BEGIN Document passage

But assuming the courts’ logic prevails, I should consider starting a bankruptcy practice. On my ads, I’ll state that I have a 100% success rate on discharging student loan debts. Of course, I won’t mention that I took only two student loan bankruptcy cases: one where the petitioner was a quadriplegic and the other being dead. Or I should start a personal injury practice where I promise to demand $1 trillion dollars in damages in every case that goes to court.
4. Law schools only promised a law degree and a chance to take the bar exam.
In other words, law schools did not literally promise employment upon graduation. But most law schools’ marketing and recruiting efforts gave a strong suggestion that most of their students would get jobs as lawyers after graduation, which was for most applicants the sole basis for attending.
This is the main reason why I think these lawsuits should have made it to the discovery stage. We could have seen what kind of marketing materials were used to recruit students and whether they contained any misleading employment information.
5. Aspiring lawyers need to accept personal responsibility.
While the courts did not literally mention this, I think that one message that they tried to send was that aspiring lawyers should accept personal responsibility for their actions. Striving to pay back soul-crushingly large student loans for the rest of their lives teaches good virtues like resilience, sacrifice, and financial prudence. While this may be noble, I wouldn’t expect law schools to put this message on future advertising brochures because applicants will choose to attend clown college instead.

END Document passage
BEGIN Dataset excerpts

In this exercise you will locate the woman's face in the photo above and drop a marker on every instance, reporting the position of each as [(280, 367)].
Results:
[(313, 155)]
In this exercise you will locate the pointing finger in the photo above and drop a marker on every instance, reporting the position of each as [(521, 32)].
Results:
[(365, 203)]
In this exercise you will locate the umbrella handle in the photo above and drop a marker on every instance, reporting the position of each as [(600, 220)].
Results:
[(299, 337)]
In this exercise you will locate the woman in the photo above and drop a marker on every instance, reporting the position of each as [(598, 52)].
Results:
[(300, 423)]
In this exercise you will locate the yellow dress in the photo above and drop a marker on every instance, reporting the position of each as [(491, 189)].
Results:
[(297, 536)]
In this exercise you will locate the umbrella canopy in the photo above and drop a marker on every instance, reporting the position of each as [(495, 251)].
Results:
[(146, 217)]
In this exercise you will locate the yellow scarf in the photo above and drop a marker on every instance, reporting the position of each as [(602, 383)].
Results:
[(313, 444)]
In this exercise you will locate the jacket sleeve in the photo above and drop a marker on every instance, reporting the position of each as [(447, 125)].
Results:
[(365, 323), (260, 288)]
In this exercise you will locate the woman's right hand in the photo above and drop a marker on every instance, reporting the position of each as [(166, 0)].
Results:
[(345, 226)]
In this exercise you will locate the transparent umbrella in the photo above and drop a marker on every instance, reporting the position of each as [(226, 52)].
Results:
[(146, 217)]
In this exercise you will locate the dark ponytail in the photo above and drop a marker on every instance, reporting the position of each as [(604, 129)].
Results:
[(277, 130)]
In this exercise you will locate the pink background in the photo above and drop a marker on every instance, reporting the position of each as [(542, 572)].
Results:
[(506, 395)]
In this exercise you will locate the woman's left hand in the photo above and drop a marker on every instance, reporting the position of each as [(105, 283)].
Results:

END Dataset excerpts
BEGIN Dataset excerpts

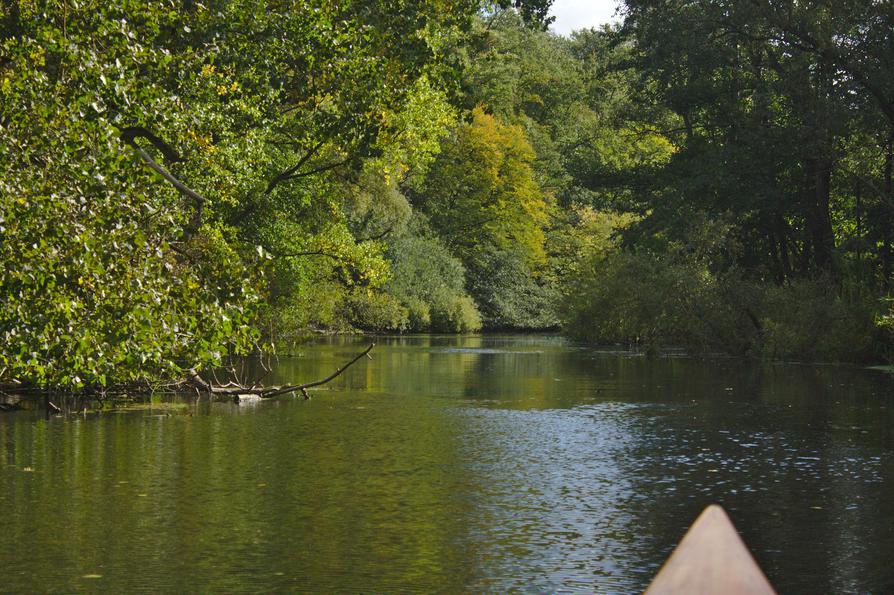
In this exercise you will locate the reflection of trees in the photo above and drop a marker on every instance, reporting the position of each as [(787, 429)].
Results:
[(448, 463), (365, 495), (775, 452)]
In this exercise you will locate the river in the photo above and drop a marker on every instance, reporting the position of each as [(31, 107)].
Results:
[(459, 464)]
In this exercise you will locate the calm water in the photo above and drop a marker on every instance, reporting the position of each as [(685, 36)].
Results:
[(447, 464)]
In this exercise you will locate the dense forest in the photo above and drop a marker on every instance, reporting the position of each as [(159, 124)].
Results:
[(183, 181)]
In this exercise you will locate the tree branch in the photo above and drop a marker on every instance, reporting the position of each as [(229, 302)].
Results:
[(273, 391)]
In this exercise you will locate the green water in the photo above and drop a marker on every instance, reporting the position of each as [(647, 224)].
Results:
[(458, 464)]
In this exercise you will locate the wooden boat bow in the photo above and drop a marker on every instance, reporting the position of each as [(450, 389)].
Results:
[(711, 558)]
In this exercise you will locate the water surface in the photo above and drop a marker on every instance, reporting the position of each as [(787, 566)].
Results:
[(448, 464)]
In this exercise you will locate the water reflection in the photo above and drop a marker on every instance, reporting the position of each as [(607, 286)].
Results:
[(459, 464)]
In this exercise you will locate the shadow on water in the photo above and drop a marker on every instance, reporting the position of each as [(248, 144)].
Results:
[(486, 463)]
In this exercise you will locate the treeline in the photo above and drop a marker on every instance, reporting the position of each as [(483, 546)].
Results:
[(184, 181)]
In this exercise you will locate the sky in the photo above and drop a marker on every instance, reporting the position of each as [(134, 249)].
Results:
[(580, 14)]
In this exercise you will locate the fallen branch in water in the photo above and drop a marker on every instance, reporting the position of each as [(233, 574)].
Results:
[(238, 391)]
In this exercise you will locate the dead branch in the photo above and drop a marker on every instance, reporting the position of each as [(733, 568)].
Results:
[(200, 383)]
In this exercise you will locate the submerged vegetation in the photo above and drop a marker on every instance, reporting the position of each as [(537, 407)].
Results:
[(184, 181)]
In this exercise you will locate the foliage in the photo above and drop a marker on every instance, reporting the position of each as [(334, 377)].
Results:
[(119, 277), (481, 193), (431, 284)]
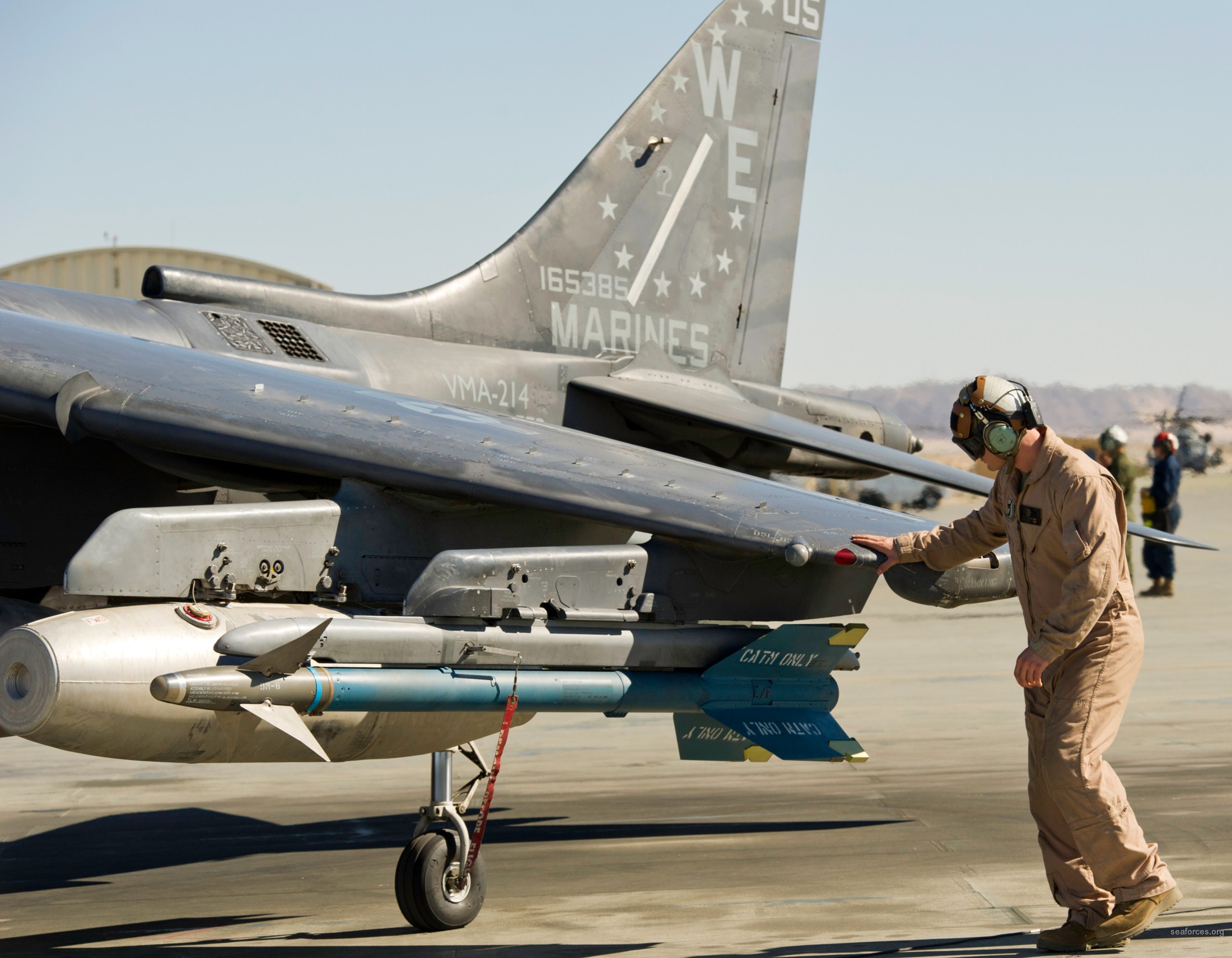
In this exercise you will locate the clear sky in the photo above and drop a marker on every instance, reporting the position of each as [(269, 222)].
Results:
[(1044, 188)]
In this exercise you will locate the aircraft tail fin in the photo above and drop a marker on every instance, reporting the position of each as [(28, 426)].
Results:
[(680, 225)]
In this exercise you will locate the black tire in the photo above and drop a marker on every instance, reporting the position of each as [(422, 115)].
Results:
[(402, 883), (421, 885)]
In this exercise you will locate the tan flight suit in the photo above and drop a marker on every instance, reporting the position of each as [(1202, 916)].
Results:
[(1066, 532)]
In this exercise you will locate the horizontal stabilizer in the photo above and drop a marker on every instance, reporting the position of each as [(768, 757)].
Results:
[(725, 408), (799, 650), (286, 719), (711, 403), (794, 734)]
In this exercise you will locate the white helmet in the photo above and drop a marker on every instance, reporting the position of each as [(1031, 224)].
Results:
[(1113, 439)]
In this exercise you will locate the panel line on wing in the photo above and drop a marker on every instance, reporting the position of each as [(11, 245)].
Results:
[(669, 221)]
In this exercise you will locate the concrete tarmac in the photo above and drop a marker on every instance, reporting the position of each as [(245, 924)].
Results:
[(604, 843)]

END Dataset excerpts

Short task
According to the passage on law school lawsuits, what did law schools actually promise their students? The records are separate material and have no connection to the passage on law school lawsuits.

Solution for this exercise
Law schools promised only a law degree and a chance to take the bar exam.